Your task ->
Lines with "motif": please show every one of them from the listing below.

Entries provided ->
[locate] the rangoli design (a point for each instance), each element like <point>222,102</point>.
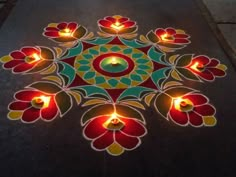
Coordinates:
<point>117,77</point>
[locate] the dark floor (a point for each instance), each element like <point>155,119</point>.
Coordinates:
<point>57,149</point>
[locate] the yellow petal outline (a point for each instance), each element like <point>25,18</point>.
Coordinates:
<point>15,115</point>
<point>149,98</point>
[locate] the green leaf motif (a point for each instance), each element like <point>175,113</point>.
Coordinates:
<point>155,55</point>
<point>64,102</point>
<point>83,68</point>
<point>126,81</point>
<point>100,80</point>
<point>134,92</point>
<point>162,104</point>
<point>113,82</point>
<point>128,51</point>
<point>184,60</point>
<point>89,75</point>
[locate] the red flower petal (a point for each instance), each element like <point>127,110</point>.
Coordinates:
<point>111,19</point>
<point>178,117</point>
<point>202,59</point>
<point>195,119</point>
<point>205,110</point>
<point>206,75</point>
<point>171,31</point>
<point>28,51</point>
<point>18,105</point>
<point>105,23</point>
<point>160,31</point>
<point>181,36</point>
<point>52,34</point>
<point>216,72</point>
<point>27,95</point>
<point>129,24</point>
<point>133,127</point>
<point>181,41</point>
<point>72,26</point>
<point>104,141</point>
<point>17,55</point>
<point>62,25</point>
<point>213,63</point>
<point>13,63</point>
<point>127,142</point>
<point>31,114</point>
<point>23,67</point>
<point>123,19</point>
<point>95,127</point>
<point>197,99</point>
<point>50,112</point>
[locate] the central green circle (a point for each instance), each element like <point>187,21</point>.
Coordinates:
<point>107,65</point>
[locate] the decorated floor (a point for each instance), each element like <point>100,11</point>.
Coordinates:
<point>117,93</point>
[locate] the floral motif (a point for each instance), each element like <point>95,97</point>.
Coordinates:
<point>193,109</point>
<point>65,31</point>
<point>28,59</point>
<point>114,133</point>
<point>169,39</point>
<point>207,68</point>
<point>117,25</point>
<point>32,105</point>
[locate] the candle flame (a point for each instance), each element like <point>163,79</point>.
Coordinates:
<point>65,32</point>
<point>117,25</point>
<point>44,100</point>
<point>114,61</point>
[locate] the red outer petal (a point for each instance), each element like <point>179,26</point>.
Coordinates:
<point>95,127</point>
<point>205,110</point>
<point>52,34</point>
<point>206,75</point>
<point>127,142</point>
<point>17,55</point>
<point>160,31</point>
<point>123,19</point>
<point>213,63</point>
<point>31,114</point>
<point>181,36</point>
<point>178,117</point>
<point>216,71</point>
<point>129,24</point>
<point>72,26</point>
<point>27,95</point>
<point>181,41</point>
<point>202,59</point>
<point>29,51</point>
<point>111,19</point>
<point>197,99</point>
<point>105,23</point>
<point>170,31</point>
<point>51,29</point>
<point>104,141</point>
<point>13,63</point>
<point>133,127</point>
<point>23,67</point>
<point>62,25</point>
<point>19,105</point>
<point>50,112</point>
<point>195,119</point>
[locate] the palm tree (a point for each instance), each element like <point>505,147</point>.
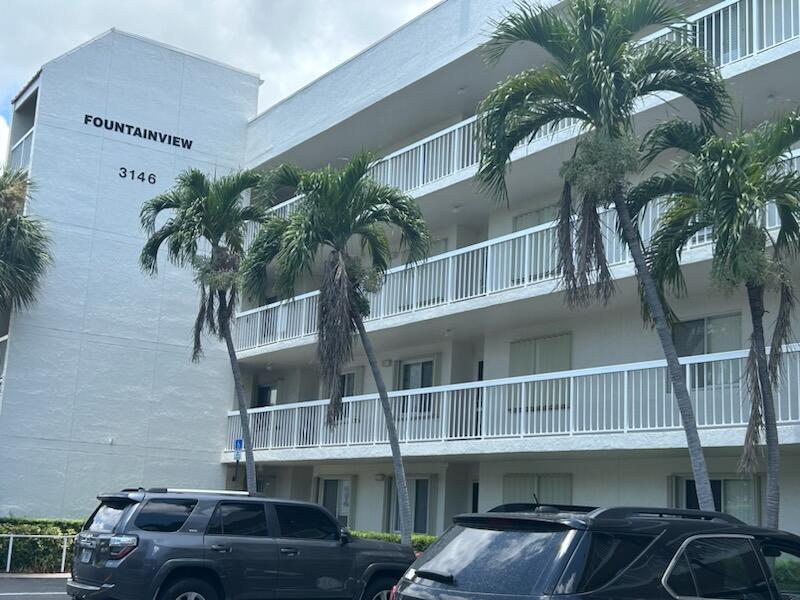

Problem solution ->
[locate] the green leaf motif (a point for each instance), each element like <point>175,113</point>.
[locate] the floral motif (a point for each instance), each element like <point>95,97</point>.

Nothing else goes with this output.